▶ BRIEF 1: Summarize the Canada road trip post in two sentences.
▶ BRIEF 2: From the Canada road trip post, quote everything from "Driving straight though" down to "an additional charge.".

▶ DOCUMENT SEGMENT:
══════════

Canada has been high up on our agenda for just as long as I can remember. Having spent the last three weeks in this incredible country, I don’t know why we haven’t made it a priority sooner. Glass mirror lakes, lush forest, rolling blue mountains, intriguing wildlife and adventure activity galore, it was the best place to take the kids. As we have friends in Alberta, we made it our starting point and mapped out an epic road trip from Calgary to Vancouver.
Driving straight though would take around ten hours but we had three weeks to meander through the Rockies. We started off by renting our car from rentalcars.com. Being a broker, it gets the best prices for the all-important budget. We took our car seats with us since we are going to be renting cars throughout the year and also took out annual excess insurance. Its worth noting there is usually a fee for one way car rentals. So if you pick it up in one location and drop it off in another, there is an additional charge.

══════════

▶ PROVIDED DATA:
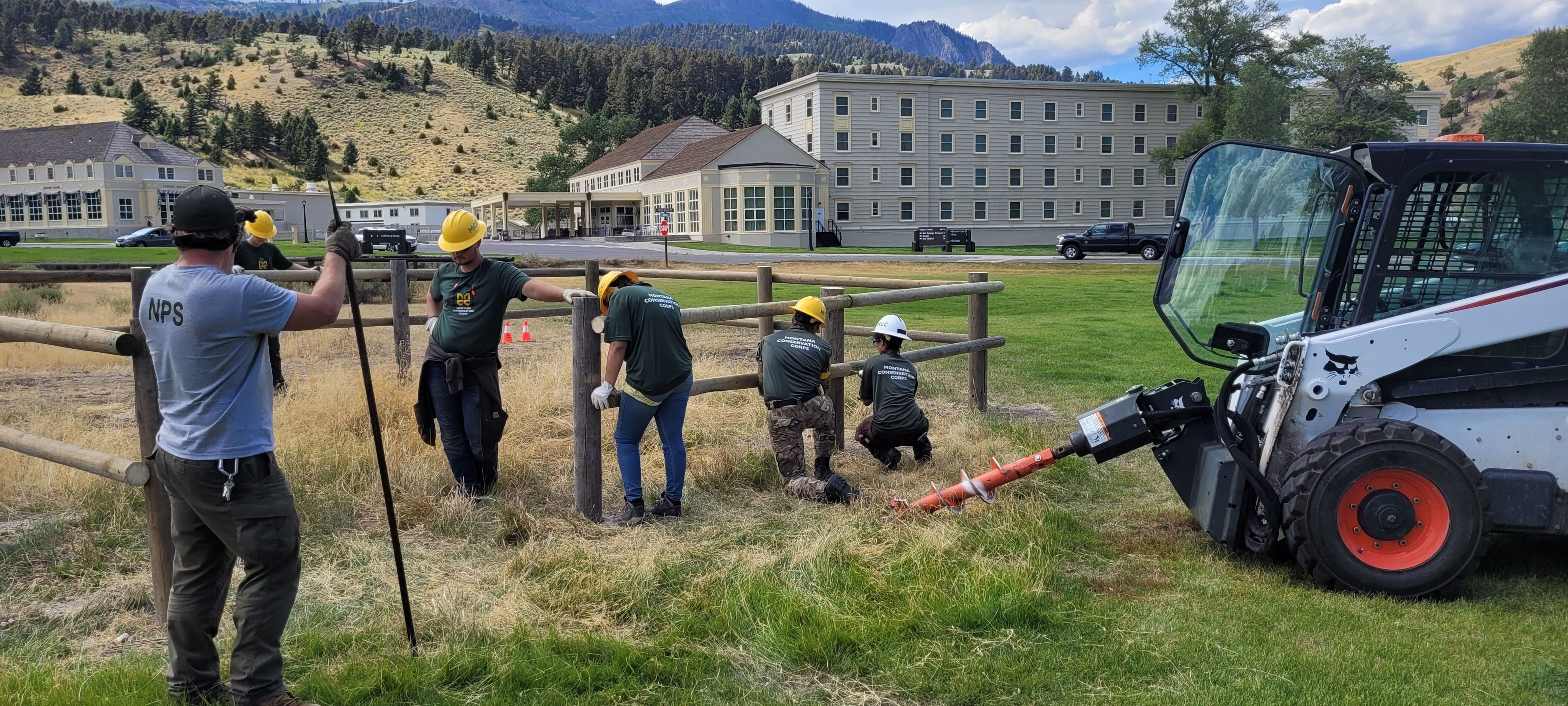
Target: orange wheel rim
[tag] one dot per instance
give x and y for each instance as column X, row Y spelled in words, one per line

══════════

▶ CORRECT ANSWER 1: After three weeks in Canada with the kids, the writer describes a road trip from Calgary to Vancouver, starting in Alberta, where they have friends, and meandering through the Rockies. They rented a car through rentalcars.com, brought their own car seats, took out annual excess insurance, and note that one-way rentals usually carry an additional charge.

▶ CORRECT ANSWER 2:
Driving straight though would take around ten hours but we had three weeks to meander through the Rockies. We started off by renting our car from rentalcars.com. Being a broker, it gets the best prices for the all-important budget. We took our car seats with us since we are going to be renting cars throughout the year and also took out annual excess insurance. Its worth noting there is usually a fee for one way car rentals. So if you pick it up in one location and drop it off in another, there is an additional charge.